Collected data
+===+

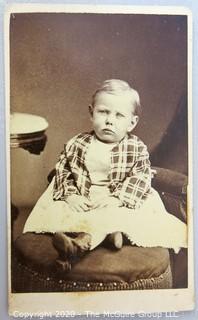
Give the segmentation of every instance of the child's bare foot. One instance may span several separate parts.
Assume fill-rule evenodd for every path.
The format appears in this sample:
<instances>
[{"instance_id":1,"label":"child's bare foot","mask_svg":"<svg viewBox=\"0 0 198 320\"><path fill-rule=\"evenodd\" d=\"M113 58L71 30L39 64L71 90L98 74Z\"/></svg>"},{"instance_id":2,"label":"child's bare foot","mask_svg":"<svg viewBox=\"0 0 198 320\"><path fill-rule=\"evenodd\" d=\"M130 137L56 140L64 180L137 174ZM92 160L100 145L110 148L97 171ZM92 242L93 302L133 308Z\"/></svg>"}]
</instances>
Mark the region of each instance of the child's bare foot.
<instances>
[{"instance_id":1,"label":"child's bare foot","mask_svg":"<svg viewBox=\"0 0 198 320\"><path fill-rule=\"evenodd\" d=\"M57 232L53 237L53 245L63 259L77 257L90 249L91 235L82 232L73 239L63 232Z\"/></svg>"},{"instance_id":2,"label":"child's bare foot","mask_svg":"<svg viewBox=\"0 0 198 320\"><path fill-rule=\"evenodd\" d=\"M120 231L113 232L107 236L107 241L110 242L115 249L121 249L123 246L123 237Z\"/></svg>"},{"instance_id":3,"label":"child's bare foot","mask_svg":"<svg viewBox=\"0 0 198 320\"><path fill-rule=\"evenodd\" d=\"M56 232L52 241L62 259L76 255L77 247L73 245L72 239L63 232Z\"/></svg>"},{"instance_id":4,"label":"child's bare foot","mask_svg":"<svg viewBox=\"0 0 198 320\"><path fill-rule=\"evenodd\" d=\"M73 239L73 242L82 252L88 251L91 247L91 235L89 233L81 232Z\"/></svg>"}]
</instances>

+===+

* _WHAT THIS TASK INVOLVES_: Among the entries above, how many lines contain the string "every"? Only the number should be given.

* _SOLUTION FOR THIS EXERCISE_: 2